Dataset excerpts on object pointing:

▬▬▬▬▬▬

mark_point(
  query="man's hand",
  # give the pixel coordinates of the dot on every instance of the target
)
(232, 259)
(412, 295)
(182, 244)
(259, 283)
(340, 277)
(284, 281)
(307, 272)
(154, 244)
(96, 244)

▬▬▬▬▬▬

Problem to solve - Repeat every line of the material above, word for word.

Response to the exercise -
mark_point(
  query="man's hand",
  # give the pixel coordinates of the dot on every instance of the target
)
(232, 259)
(412, 295)
(182, 244)
(259, 283)
(340, 277)
(284, 281)
(307, 272)
(154, 244)
(96, 244)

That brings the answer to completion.